> **Short problem A**
Write out every line of the Source data listing below again, including the instruction line, and add 90 to each coordinate value in the answer points.

____ Excerpted passage

# R32 brakes squeak while driving



## N204life (Aug 7, 2003)

So i just got new mintex pads for my r32 brakes on my 93 rado because the front drivers side squeaked like crazy all the time and i figured it was cause the pads were low. So long story short put new pads in the front w/ brake squeak grease and all that stuff, bleed the brakes and what not. Now still the brakes squeak like crazy when driving and get really loud when taking a left turn and immediately go away when applying pressure to the brakes. It seems to not be a constant squeak it seems to do it about every 3/4 rotation of the rotor.
So my only solution i thought was the piston clips on the back on the inner pads rubbing inside the piston. Has that ever been a problem with anyone else?


----------



## GTijoejoe (Oct 6, 2001)

Squeal which goes away from applying the brakes is a pad stability issue, apply the brakes, pad becomes stable, no vibration aka noise. You probably need to replace the retaining clips, or bend them... clean any corrosion off of the brkt etc... reinstall with grease...... 
you get the idea :thumbup:


----------



## IJM (Jul 30, 2001)

The other thing you can try is swapping directions on the pads. In other words, switch the pads between the right and left sides of the car to reverse the direction the pads rub against the rotors.


----------

________
____ Data for processing

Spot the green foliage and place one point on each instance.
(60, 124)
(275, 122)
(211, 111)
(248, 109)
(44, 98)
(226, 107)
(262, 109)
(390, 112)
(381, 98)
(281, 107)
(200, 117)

________

> **Short problem B**
Answer these questions about the forum thread on squeaking R32 brakes:
(i) Which brand of pads did the first poster install?
(ii) According to the first reply, what kind of issue is a squeal that goes away when the brakes are applied?
(iii) In the last reply, what is suggested be switched between the right and left sides of the car?

> **Full response A**
Spot the green foliage and place one point on each instance.
(150, 214)
(365, 212)
(301, 201)
(338, 199)
(134, 188)
(316, 197)
(352, 199)
(480, 202)
(471, 188)
(371, 197)
(290, 207)

> **Full response B**
(i) Mintex
(ii) A pad stability issue
(iii) The pads